--- Begin ---

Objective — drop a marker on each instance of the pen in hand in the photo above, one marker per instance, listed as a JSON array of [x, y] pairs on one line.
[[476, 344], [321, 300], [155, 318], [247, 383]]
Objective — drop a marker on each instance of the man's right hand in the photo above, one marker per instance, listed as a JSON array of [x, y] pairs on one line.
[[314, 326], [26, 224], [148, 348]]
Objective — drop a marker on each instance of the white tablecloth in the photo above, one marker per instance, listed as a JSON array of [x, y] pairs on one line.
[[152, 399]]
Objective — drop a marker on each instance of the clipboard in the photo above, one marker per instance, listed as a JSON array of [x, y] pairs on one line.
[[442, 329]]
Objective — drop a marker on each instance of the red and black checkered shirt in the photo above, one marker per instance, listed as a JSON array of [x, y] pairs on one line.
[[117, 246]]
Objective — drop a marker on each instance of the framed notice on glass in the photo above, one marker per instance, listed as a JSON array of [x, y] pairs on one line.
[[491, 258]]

--- End ---
--- Begin ---

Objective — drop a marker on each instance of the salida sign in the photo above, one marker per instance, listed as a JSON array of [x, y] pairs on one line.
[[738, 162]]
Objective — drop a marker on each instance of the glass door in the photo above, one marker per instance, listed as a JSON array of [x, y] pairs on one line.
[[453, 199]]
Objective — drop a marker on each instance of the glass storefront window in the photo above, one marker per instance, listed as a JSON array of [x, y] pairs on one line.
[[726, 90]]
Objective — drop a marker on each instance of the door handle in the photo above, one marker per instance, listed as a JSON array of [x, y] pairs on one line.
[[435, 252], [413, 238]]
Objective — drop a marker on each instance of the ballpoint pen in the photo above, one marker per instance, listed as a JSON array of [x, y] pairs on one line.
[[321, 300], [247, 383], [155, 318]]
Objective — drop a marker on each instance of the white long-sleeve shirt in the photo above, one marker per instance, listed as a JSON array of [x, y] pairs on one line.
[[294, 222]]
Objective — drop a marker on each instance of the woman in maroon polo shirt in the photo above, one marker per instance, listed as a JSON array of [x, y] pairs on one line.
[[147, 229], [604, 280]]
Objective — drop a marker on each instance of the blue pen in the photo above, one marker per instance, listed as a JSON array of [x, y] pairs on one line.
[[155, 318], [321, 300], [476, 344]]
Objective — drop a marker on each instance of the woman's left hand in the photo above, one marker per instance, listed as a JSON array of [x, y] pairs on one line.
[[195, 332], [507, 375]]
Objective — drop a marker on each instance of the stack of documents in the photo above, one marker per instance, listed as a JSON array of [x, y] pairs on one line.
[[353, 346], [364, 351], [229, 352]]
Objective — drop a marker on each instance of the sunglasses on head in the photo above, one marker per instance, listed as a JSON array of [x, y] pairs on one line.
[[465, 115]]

--- End ---
--- Begin ---

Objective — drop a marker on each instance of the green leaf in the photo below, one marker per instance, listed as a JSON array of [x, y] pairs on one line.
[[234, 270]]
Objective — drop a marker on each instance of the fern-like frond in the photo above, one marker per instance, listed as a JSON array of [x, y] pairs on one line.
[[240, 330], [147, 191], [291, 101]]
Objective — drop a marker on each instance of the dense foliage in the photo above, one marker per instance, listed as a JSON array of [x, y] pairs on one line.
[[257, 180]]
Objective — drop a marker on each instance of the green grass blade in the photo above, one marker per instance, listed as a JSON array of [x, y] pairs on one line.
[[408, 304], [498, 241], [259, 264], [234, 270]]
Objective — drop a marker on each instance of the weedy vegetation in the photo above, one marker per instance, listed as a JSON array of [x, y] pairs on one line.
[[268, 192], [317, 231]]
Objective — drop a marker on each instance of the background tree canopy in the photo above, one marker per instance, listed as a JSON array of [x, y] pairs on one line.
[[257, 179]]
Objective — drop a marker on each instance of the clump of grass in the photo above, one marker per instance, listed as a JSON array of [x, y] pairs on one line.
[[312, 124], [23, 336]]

--- End ---

#### WHAT THE TASK REQUIRES
Lay out the listing above, from the line containing "Objective — drop a marker on each instance of the pen" through the line containing "[[476, 344], [321, 300], [155, 318], [247, 383]]", as a Markdown table with the columns Row and Line. Put a row number in Row and the text in Line, and skip any blank lines.

#### TASK RESPONSE
| Row | Line |
|---|---|
| 1 | Objective — drop a marker on each instance of the pen in hand in the photo above, one marker per instance, listed as a JSON array of [x, y] pairs on one line. |
| 2 | [[476, 344], [321, 300], [155, 318], [247, 383]] |